6. RISCVDAGToDAGISel:SelectionDAGISel:MachineFunctionPass

   /// SelectionDAGISel - This is the common base class used for SelectionDAG-based
   /// pattern-matching instruction selectors.
   class SelectionDAGISel : public MachineFunctionPass {};
   

7. RISCVTargetLowering:TargetLowering:TargetLoweringBase

   /// This class defines information used to lower LLVM code to legal SelectionDAG
   /// operators that the target instruction selector can accept natively.
   ///
   /// This class also defines callbacks that targets must implement to lower
   /// target-specific constructs to SelectionDAG operators.
   class TargetLowering : public TargetLoweringBase {};
   

8. RISCVFrameLowering:TargetFrameLowering

   /// Information about stack frame layout on the target.  It holds the direction
   /// of stack growth, the known stack alignment on entry to each function, and
   /// the offset to the locals area.
   ///
   /// The offset to the local area is the offset from the stack pointer on
   /// function entry to the first location where function data (local variables,
   /// spill locations) can be stored.

* _Given material_

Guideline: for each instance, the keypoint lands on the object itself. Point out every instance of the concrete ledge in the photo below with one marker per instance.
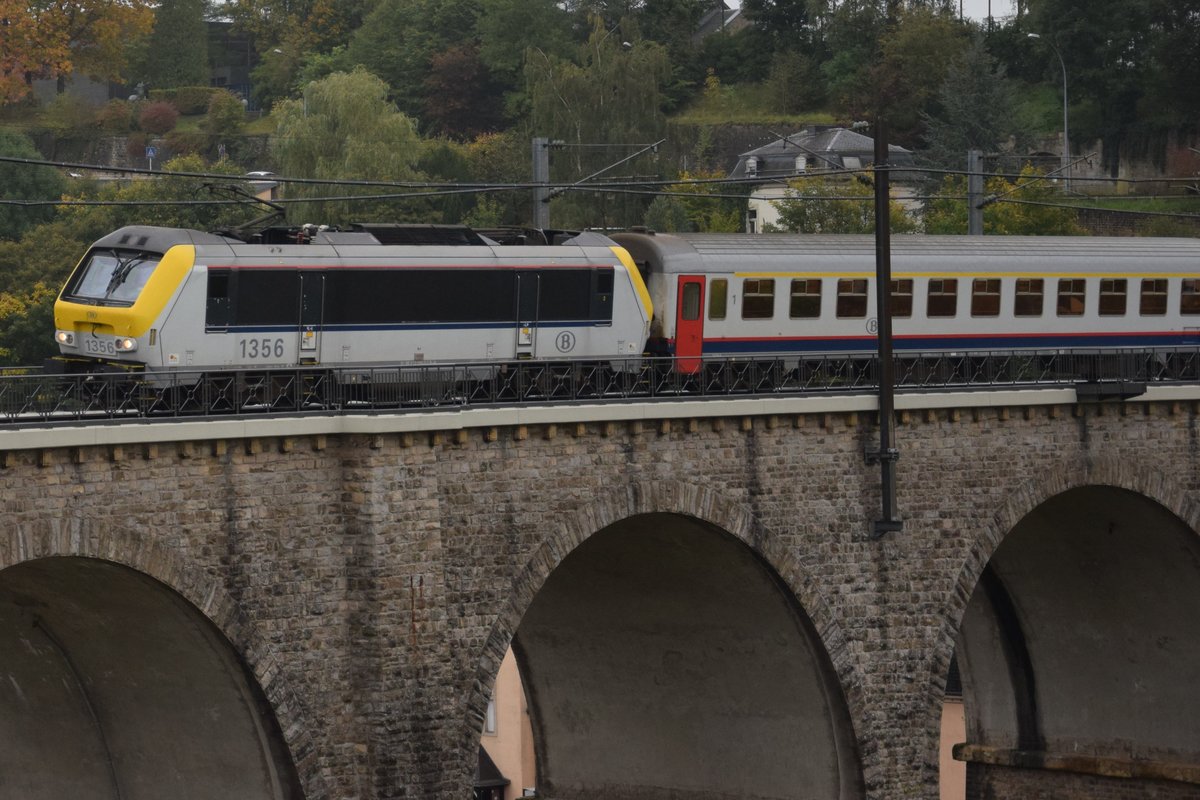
(143, 431)
(1098, 765)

* _Short task_
From the RISC-V backend class listing above, reproduce everything from "7. RISCVTargetLowering:TargetLowering:TargetLoweringBase" down to "can accept natively.".

* _Answer to this problem_
7. RISCVTargetLowering:TargetLowering:TargetLoweringBase

   /// This class defines information used to lower LLVM code to legal SelectionDAG
   /// operators that the target instruction selector can accept natively.